__Brief__: For each line of the listing that holds "fluted", show the full line.

__Dataset__:
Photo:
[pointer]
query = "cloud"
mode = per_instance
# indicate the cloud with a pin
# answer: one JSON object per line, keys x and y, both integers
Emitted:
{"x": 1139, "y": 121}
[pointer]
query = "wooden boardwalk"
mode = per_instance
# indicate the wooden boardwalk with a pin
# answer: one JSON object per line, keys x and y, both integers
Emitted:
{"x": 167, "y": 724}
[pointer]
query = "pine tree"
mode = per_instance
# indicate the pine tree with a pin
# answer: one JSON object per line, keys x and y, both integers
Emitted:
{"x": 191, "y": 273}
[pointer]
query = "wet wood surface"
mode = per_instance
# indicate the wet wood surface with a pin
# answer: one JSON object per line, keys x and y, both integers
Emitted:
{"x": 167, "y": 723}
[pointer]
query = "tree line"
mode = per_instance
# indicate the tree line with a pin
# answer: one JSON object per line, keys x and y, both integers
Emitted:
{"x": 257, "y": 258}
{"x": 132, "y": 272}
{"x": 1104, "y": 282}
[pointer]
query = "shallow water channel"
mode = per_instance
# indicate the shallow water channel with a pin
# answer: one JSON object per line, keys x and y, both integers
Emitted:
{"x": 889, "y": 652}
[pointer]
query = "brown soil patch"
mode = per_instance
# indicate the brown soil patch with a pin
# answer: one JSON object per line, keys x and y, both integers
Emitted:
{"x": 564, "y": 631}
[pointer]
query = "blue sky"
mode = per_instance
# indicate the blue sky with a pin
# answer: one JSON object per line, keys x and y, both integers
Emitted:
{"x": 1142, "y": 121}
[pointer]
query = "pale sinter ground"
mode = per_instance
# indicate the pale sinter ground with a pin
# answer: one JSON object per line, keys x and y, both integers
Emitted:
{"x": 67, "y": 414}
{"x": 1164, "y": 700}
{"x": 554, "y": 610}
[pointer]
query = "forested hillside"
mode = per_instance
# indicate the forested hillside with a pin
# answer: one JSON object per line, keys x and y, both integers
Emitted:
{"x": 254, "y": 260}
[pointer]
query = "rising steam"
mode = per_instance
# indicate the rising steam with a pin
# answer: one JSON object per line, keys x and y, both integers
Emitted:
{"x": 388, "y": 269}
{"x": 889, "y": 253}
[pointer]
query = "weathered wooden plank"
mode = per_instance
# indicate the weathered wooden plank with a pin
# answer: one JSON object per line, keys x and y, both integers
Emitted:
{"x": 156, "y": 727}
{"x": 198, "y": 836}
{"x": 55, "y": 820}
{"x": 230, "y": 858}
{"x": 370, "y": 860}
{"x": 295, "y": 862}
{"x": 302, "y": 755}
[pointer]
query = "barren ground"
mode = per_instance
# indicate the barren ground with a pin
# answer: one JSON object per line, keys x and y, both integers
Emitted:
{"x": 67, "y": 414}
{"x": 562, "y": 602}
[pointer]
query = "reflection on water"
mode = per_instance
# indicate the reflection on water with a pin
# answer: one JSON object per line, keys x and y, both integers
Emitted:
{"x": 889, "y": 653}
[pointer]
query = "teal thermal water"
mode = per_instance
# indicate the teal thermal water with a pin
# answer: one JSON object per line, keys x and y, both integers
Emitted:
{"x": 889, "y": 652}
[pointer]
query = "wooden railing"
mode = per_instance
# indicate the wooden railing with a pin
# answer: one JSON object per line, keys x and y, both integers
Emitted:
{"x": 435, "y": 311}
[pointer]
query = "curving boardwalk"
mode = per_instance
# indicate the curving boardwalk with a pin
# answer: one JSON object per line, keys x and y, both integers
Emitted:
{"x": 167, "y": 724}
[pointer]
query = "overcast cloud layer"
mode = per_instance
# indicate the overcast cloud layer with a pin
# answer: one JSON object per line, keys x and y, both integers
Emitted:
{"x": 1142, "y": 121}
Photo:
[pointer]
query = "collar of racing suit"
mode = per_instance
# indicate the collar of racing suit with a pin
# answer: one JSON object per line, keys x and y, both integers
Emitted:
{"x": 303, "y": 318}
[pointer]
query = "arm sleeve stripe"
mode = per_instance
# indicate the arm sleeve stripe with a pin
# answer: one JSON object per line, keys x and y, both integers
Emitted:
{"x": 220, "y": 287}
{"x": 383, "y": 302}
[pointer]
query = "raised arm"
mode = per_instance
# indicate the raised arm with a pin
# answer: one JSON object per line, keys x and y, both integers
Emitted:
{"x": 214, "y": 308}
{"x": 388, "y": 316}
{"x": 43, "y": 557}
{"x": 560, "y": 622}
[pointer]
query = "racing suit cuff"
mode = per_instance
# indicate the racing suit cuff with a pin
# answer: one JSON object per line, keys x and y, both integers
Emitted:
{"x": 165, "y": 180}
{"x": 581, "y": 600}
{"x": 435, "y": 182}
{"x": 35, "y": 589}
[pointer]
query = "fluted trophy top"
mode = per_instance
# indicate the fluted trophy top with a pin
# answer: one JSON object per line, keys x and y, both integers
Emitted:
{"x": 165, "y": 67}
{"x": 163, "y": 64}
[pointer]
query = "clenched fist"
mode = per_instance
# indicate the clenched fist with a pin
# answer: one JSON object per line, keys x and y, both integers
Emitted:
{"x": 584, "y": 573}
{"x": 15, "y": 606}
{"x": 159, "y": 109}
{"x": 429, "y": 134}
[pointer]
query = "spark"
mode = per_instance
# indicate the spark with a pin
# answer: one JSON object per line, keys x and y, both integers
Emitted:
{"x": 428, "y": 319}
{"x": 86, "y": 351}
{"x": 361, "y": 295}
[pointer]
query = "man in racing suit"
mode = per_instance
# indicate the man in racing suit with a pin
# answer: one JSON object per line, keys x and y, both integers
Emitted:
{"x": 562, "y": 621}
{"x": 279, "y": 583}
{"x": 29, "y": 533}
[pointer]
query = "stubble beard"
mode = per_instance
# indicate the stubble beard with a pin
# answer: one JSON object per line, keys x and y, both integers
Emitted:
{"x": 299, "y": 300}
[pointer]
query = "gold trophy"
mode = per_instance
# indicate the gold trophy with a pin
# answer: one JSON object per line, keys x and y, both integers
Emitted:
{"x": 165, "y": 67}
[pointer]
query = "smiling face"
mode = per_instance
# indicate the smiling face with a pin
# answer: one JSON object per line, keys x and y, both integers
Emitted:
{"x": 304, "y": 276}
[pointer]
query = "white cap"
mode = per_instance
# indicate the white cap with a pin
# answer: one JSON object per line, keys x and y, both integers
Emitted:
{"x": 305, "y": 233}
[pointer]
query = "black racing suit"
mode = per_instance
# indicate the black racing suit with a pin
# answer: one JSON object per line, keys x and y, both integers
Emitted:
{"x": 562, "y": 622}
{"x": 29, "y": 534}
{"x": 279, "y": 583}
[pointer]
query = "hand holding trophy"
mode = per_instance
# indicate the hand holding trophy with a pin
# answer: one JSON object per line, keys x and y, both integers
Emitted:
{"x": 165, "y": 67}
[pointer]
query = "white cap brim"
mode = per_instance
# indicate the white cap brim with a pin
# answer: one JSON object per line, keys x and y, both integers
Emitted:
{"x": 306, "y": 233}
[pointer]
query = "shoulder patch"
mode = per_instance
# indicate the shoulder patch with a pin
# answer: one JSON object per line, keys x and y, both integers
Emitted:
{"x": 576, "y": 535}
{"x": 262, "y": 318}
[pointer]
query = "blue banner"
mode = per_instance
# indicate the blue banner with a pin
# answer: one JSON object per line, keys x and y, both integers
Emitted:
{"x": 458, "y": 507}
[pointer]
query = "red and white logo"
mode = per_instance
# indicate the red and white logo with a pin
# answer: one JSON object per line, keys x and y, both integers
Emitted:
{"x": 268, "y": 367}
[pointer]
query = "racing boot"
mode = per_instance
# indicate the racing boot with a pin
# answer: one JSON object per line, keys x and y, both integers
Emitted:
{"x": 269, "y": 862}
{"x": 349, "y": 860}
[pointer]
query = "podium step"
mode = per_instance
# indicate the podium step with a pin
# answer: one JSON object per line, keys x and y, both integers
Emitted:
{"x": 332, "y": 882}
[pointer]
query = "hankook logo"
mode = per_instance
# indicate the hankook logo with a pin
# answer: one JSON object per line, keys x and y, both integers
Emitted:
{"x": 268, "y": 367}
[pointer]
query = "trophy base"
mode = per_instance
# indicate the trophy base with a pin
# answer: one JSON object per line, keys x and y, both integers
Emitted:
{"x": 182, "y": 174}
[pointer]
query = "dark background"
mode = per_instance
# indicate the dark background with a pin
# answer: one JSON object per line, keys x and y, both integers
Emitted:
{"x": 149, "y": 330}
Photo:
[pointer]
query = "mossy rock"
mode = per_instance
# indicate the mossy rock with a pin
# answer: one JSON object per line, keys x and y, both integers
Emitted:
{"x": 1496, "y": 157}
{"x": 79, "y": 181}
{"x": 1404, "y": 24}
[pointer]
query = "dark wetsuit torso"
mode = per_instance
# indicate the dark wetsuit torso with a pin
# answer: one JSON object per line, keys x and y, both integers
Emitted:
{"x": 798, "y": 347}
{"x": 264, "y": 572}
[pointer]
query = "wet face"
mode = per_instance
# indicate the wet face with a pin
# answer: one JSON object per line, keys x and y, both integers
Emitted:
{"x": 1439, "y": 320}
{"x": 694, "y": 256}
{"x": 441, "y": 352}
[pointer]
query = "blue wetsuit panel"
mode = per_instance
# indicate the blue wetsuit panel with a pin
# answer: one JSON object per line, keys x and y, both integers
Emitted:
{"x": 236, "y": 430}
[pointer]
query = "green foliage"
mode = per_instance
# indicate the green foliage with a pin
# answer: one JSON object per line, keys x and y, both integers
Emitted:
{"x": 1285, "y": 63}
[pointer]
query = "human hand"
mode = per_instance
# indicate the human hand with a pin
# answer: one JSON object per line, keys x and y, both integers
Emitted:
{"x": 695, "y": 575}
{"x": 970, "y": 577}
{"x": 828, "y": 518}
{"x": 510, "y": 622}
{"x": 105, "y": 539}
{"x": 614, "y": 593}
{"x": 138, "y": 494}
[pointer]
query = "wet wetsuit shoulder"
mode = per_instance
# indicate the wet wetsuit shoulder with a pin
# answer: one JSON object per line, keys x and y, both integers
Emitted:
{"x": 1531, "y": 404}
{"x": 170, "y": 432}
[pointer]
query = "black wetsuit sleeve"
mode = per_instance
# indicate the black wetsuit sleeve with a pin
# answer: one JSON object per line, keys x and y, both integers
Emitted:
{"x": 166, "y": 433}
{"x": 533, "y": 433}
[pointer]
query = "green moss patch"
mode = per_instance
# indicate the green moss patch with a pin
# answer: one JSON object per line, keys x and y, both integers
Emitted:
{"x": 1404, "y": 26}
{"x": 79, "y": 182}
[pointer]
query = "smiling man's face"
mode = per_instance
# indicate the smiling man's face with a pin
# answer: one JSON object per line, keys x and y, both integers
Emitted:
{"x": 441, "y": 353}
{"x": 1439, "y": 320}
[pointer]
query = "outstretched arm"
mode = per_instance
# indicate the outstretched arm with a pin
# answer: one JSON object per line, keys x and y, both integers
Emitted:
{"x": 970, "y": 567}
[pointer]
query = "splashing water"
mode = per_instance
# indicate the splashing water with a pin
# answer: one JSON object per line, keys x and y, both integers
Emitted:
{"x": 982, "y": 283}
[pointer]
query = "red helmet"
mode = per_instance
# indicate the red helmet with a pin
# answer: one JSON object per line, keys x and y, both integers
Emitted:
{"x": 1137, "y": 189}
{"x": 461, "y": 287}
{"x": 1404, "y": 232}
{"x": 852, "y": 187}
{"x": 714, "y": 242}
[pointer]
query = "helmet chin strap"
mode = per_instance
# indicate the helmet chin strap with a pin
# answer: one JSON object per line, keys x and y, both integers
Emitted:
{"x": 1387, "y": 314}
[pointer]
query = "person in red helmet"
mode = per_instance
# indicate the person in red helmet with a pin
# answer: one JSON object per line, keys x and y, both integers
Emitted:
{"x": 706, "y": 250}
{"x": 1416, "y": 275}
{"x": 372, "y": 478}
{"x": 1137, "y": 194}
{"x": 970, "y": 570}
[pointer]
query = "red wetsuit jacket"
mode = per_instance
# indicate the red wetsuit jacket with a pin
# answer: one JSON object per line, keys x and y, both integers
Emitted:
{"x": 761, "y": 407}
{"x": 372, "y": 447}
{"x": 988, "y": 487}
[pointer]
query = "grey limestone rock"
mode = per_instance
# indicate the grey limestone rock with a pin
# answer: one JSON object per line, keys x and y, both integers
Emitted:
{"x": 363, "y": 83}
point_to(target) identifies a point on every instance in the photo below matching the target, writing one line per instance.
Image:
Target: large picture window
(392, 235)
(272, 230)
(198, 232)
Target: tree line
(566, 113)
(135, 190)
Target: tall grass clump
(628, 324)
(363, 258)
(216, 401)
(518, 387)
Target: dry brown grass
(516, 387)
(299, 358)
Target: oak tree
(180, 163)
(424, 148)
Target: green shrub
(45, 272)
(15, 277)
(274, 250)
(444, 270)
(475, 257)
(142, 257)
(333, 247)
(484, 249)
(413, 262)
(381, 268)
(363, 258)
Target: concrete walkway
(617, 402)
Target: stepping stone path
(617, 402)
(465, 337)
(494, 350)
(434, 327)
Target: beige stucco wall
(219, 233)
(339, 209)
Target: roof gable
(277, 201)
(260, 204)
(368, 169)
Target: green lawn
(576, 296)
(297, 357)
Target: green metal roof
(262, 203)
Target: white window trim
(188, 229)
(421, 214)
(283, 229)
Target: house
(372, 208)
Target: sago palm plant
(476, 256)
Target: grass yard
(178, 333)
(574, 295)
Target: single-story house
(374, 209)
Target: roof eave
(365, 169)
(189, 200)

__Your response__:
query = "fluted trophy top"
# indicate the fluted trophy top with a pin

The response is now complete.